- Given exercise: Pick out every line in the records below that contains the word "component" and copy each of those lines.

- Supplied data:
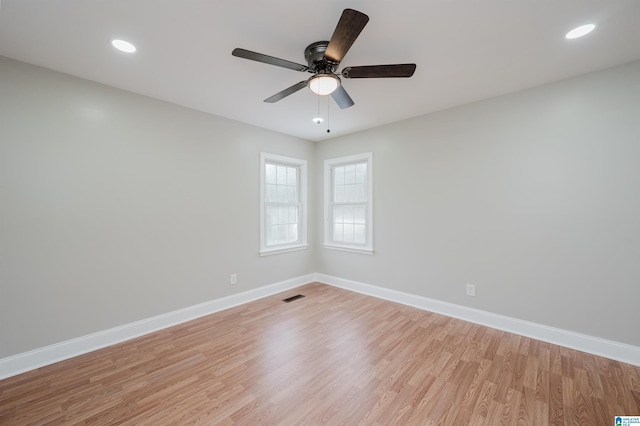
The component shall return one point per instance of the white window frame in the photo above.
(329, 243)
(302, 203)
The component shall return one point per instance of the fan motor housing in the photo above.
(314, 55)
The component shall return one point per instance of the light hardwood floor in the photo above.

---

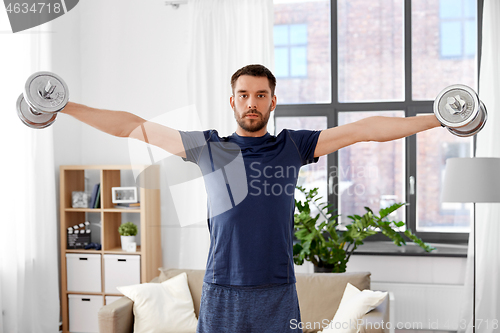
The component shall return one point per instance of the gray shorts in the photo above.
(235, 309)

- Solution to this task:
The component shall return one point per instance of the white window frame in the photo above.
The component shall return one point per instance of the fan motor housing in the photo above.
The component shall return one point per instance of the light hardwood floor in the photo above.
The component shall return one point per instance of the gray shorts in the photo above.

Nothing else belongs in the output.